◆ **THE DATA**
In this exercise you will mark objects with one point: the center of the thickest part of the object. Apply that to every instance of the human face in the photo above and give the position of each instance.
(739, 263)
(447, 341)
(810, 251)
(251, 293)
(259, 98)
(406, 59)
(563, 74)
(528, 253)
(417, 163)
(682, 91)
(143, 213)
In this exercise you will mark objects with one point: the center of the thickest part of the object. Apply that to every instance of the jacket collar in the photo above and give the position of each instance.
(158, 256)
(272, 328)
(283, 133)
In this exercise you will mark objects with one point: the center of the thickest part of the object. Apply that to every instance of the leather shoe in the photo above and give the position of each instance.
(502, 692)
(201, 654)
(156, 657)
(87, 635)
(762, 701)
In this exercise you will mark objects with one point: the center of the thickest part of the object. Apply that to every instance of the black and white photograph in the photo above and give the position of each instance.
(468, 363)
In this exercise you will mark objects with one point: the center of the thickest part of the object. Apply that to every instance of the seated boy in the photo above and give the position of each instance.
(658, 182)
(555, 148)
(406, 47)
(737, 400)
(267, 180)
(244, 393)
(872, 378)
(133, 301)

◆ **PROBLEM STATEMENT**
Nothing should be left out: return all of the records exactly.

◆ **THE RESULT**
In this exercise you will mark objects with one point: the center of the thickest part of the object. Apply that to every instance of the human face in the photo above and give the position of each instance.
(739, 263)
(447, 341)
(810, 251)
(251, 293)
(259, 98)
(406, 59)
(563, 74)
(528, 253)
(417, 163)
(682, 91)
(143, 213)
In this exercise you will mark objects with one point: the center of the thickest part of the object. Apply that to every instance of the jacket collar in the photo above and give the position of each instance.
(158, 256)
(272, 328)
(283, 133)
In this exercise you will mark objects with one point: the center of the thickest part of the object. Apply that to every instance of the leather shoe in the photo above and give the position of each instance.
(502, 692)
(201, 654)
(156, 657)
(87, 635)
(762, 701)
In this exercise you will mark objects with one point: the center of the thickest part of the object. Apply that to every instance of the black and white photograph in the photo above and give the position of each instance.
(468, 363)
In this exercise you will mark objects with one point: the center of the thickest part of the object. Apply that to every instance of the seated boy in the photo above and give the position of each instance.
(658, 182)
(555, 148)
(406, 47)
(737, 400)
(267, 180)
(244, 393)
(872, 378)
(133, 301)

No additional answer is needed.